WHAT IS NEEDED: Identify each line in the listing below that contains the word "spider", and copy those lines.

DATA EXCERPTS:
◆ ◆ ◆ ◆ ◆ ◆ ◆
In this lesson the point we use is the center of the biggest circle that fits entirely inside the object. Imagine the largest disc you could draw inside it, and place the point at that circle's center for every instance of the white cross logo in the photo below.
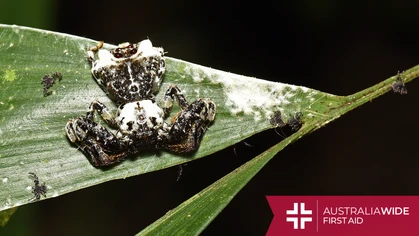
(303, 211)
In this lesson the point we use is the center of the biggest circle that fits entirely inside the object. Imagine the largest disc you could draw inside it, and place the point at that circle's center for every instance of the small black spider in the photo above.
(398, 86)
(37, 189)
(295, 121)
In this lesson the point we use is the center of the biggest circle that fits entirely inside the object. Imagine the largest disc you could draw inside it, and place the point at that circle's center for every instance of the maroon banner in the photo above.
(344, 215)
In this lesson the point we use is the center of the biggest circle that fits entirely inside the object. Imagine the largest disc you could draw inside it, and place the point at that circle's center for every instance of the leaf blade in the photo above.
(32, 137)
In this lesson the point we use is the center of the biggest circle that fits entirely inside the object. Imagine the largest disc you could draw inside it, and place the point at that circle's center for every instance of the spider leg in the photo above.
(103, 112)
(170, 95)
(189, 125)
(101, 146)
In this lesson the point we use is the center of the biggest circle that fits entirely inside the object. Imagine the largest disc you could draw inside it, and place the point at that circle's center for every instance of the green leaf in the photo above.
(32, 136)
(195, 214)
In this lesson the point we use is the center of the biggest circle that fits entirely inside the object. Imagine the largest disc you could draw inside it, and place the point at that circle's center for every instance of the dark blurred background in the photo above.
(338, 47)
◆ ◆ ◆ ◆ ◆ ◆ ◆
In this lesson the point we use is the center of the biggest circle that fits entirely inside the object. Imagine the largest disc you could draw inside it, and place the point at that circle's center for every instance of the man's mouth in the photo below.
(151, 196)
◆ ◆ ◆ ◆ ◆ ◆ ◆
FINAL RESULT:
In this lesson the point we use is the center of the biggest circle that fits entirely inside the object. Imagine the largest disc you could draw inside it, and place the point at that circle's center for every instance of the small black spider in the photo above.
In this lesson the point we use is the center of the biggest circle that fits entirely inside the object. Imagine the largest disc you could draw inside it, and place the point at that circle's center for every instance of the spider leg in the photo above.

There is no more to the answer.